***** Fragmento del documento *****

Con su acostumbrada perspicacia, Joaquín López-Dóriga ha subrayado una peculiaridad extraña en el comportamiento de López Obrador a partir de la tragedia de Acapulco. Toma nota de que aparentemente el presidente ha viajado a Acapulco en tres ocasiones desde que Otis destruyó el puerto, pero que no se ha visto ninguna foto de él en Acapulco. Ni en los escombros, ni con los damnificados, ni en un centro de entrega de víveres, ni en la Secretaría de Salud —que él trasladó a Acapulco— ni en ninguna parte.
Aunque desde luego le creo a Joaquín, de hecho he realizado, aunque sea superficialmente, mi propia búsqueda. En efecto, no hay ningún video ni foto que claramente muestre que López Obrador se encontraba en Acapulco coordinando, dirigiendo, supervisando o simplemente atestiguando el apoyo del gobierno federal a los cientos de miles de víctimas, de una manera o de otra, del huracán. Se pregunta Joaquín por qué.

*****

■ Partes del ejercicio ■
- a) Según el fragmento sobre López Obrador y Acapulco, ¿cuántas veces ha viajado aparentemente el presidente a Acapulco desde que Otis destruyó el puerto?
- b) Repite del fragmento sobre López Obrador y Acapulco el pasaje entre "Con su acostumbrada" y "en ninguna parte.", ambos incluidos.
Los datos no tienen relación con el fragmento.

***** Datos de origen *****

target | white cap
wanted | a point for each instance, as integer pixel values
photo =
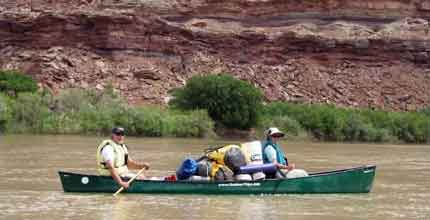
(274, 131)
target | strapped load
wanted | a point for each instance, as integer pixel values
(187, 169)
(254, 158)
(221, 172)
(230, 155)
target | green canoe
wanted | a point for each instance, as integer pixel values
(354, 180)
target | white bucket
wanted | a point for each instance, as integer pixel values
(198, 178)
(253, 152)
(296, 173)
(243, 177)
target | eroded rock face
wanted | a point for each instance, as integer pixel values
(372, 53)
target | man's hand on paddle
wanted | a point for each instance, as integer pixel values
(125, 184)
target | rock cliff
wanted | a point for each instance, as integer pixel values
(369, 53)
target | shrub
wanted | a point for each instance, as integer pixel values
(231, 102)
(12, 82)
(5, 111)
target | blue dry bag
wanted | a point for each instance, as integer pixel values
(187, 169)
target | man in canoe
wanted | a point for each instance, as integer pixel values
(272, 153)
(113, 158)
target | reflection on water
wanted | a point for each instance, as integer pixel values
(30, 187)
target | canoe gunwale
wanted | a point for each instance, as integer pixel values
(311, 175)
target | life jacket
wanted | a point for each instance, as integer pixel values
(120, 158)
(280, 155)
(220, 172)
(218, 155)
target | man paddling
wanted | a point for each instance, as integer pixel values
(113, 159)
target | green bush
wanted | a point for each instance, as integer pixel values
(5, 112)
(13, 82)
(285, 123)
(231, 102)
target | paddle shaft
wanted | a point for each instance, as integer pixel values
(131, 180)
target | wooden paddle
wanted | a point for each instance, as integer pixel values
(131, 180)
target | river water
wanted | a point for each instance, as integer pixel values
(30, 186)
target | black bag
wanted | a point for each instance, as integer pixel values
(234, 159)
(223, 173)
(204, 168)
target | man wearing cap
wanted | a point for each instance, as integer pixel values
(113, 159)
(272, 152)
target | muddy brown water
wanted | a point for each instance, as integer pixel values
(30, 186)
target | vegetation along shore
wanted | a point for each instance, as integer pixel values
(206, 104)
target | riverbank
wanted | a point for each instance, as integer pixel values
(93, 112)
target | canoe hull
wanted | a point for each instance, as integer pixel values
(354, 180)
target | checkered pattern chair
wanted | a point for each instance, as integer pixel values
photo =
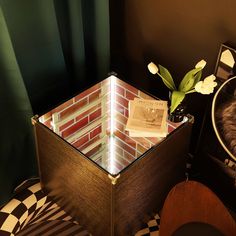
(32, 213)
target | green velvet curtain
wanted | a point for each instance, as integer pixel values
(49, 50)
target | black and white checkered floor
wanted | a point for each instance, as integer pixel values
(32, 213)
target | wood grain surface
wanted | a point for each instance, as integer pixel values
(192, 201)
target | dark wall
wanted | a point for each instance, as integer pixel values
(176, 34)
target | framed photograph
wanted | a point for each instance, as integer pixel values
(224, 102)
(225, 66)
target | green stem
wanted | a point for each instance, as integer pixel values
(170, 85)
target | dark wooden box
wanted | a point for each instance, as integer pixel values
(104, 203)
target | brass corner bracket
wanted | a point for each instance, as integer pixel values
(34, 119)
(113, 178)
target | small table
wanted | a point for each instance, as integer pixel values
(89, 164)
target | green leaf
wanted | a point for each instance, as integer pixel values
(167, 78)
(188, 81)
(176, 98)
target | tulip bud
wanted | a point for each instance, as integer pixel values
(152, 68)
(201, 64)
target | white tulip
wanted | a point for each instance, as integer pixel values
(152, 68)
(206, 86)
(201, 64)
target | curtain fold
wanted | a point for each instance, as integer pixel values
(49, 50)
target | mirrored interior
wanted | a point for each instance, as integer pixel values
(224, 101)
(94, 122)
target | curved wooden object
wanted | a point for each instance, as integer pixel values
(191, 201)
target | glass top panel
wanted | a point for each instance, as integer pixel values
(94, 122)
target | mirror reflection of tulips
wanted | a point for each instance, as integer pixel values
(190, 83)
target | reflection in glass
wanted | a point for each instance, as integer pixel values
(94, 122)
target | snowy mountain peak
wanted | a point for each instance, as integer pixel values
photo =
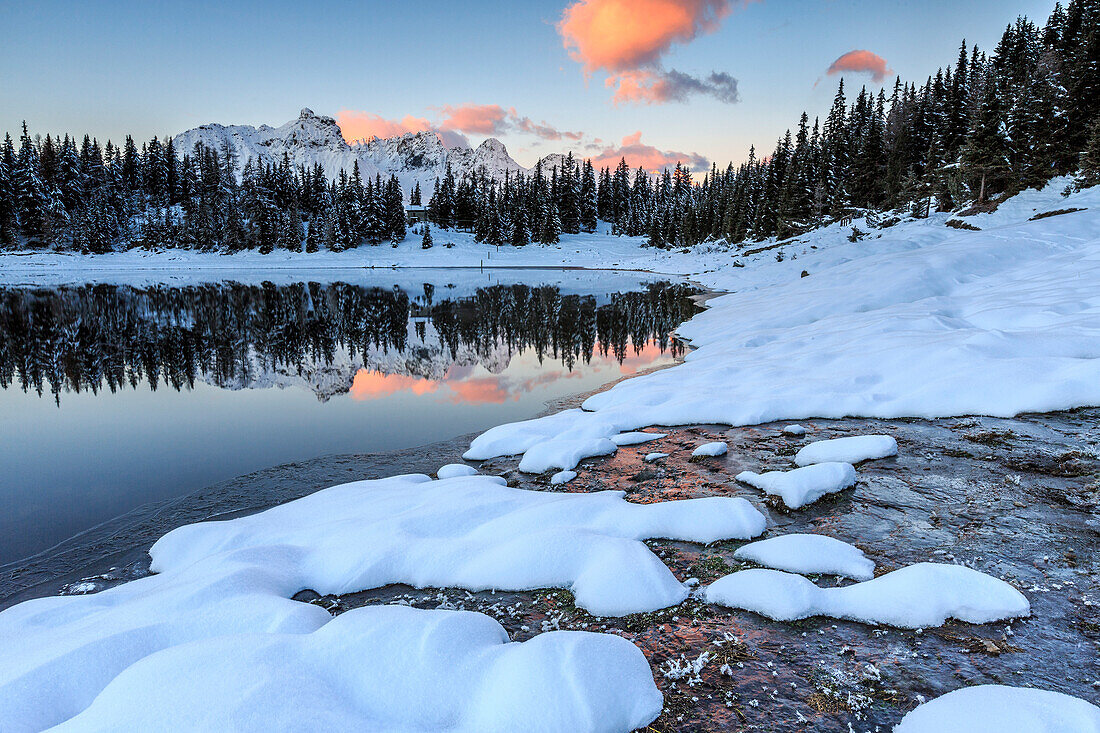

*****

■ Respuestas de la actividad ■
- a) En tres ocasiones.

- b)
Con su acostumbrada perspicacia, Joaquín López-Dóriga ha subrayado una peculiaridad extraña en el comportamiento de López Obrador a partir de la tragedia de Acapulco. Toma nota de que aparentemente el presidente ha viajado a Acapulco en tres ocasiones desde que Otis destruyó el puerto, pero que no se ha visto ninguna foto de él en Acapulco. Ni en los escombros, ni con los damnificados, ni en un centro de entrega de víveres, ni en la Secretaría de Salud —que él trasladó a Acapulco— ni en ninguna parte.